Task requirements -
Copy out all of the lines below, requests included, and shift every coordinate in the answers by adding -4 to each x and y value. Leave the pictures out.

Recorded information -
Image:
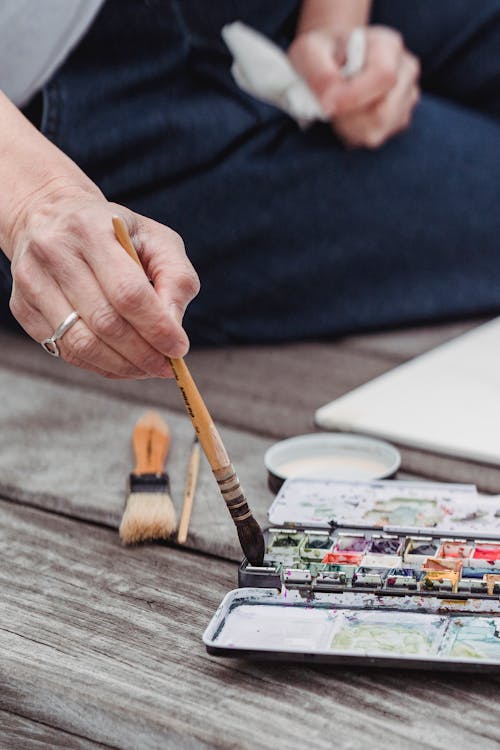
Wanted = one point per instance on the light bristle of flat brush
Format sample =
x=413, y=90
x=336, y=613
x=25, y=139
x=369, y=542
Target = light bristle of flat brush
x=147, y=516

Solution to this task -
Image:
Wanted = one point per instance on the light bristle of flat brush
Format sample =
x=413, y=90
x=336, y=613
x=25, y=139
x=369, y=542
Target = light bristle of flat brush
x=143, y=512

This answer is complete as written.